Não estou minimamente preocupado com essas críticas. Quaisquer que fossem as conclusões do relatório, a oposição iria sempre dizer que era um frete ao PS. Inicialmente, não era claro que iria ser o PS a escrever o relatório. Alguns deputados quiseram que o relatório falasse de incompetência, que fizesse um juízo político sobre o que aconteceu no Ministério das Infra-Estruturas; isso é tornar um relatório que deve ser factual numa arma de arremesso política.
Sobre o episódio do Ministério das Infraestruturas e que o primeiro-ministro não tivesse aceitado o pedido de demissão de João Galamba?
Não, não me surpreendeu, na medida em que o adjunto Frederico Pinheiro terá, alegadamente, sonegado informação. Quando admitiu ter essa informação, demorou a entregá-la e o ministro decidiu demiti-lo. Isso não deveria ser, em si, algo do outro mundo. Ele reagiu da maneira como alegadamente reagiu. Perante isso, mandaram ir buscar o computador. Não vejo o que o ministro podia ter feito diferente. Não demitia o Frederico Pinheiro? Não ia buscar o computador? O ministro agiu adequadamente e, perante alguém que age adequadamente, não vejo motivos para haver demissão.

CONJUNTO DE LINHAS:
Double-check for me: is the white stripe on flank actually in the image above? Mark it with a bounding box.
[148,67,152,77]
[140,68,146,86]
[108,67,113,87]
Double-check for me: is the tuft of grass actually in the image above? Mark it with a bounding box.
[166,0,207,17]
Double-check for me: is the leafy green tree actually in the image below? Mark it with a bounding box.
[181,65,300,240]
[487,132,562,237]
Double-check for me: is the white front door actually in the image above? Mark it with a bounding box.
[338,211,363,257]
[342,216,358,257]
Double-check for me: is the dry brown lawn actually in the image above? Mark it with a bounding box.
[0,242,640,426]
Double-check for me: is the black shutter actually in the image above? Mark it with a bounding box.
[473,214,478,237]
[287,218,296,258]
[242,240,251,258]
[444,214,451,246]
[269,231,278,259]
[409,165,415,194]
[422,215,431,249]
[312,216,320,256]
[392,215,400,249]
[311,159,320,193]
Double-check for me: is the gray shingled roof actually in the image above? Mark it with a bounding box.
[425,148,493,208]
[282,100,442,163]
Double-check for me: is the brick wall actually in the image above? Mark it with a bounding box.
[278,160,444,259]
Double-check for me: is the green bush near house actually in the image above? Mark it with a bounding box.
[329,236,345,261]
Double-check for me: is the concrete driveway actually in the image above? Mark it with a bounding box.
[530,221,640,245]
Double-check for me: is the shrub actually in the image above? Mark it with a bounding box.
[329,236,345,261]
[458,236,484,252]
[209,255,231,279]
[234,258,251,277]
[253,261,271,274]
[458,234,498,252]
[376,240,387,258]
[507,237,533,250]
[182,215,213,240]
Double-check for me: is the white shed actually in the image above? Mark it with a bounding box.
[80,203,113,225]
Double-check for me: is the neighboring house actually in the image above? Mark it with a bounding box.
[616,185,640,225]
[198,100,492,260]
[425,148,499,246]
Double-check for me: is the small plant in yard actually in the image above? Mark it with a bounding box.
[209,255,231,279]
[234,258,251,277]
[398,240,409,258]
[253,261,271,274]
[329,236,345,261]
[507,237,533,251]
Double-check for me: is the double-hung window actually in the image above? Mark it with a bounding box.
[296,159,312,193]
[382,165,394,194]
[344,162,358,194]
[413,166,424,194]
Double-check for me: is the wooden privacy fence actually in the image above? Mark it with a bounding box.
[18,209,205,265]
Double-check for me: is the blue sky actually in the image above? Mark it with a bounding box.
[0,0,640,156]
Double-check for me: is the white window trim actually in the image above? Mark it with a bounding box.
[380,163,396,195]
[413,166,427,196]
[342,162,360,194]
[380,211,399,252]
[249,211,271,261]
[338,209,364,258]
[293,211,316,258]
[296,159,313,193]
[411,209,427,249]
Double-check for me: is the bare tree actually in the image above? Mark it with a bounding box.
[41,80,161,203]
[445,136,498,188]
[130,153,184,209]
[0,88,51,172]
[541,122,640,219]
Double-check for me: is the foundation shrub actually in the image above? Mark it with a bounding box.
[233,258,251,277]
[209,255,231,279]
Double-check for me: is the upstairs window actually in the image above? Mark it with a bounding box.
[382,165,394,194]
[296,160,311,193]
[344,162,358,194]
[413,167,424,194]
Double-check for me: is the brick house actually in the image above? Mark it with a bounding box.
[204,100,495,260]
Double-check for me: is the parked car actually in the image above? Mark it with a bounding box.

TAREFAS A REALIZAR:
a) Transcreva, do bloco de texto, tudo o que vai desde "Não estou minimamente" até "de João Galamba?".
b) De acordo com o bloco de texto, o que decidiu o ministro quando o adjunto demorou a entregar a informação?
As linhas provêm de uma fonte distinta da do bloco de texto.

RESPOSTAS ESPERADAS:
a)
Não estou minimamente preocupado com essas críticas. Quaisquer que fossem as conclusões do relatório, a oposição iria sempre dizer que era um frete ao PS. Inicialmente, não era claro que iria ser o PS a escrever o relatório. Alguns deputados quiseram que o relatório falasse de incompetência, que fizesse um juízo político sobre o que aconteceu no Ministério das Infra-Estruturas; isso é tornar um relatório que deve ser factual numa arma de arremesso política.
Sobre o episódio do Ministério das Infraestruturas e que o primeiro-ministro não tivesse aceitado o pedido de demissão de João Galamba?

b) Decidiu demitir o adjunto Frederico Pinheiro.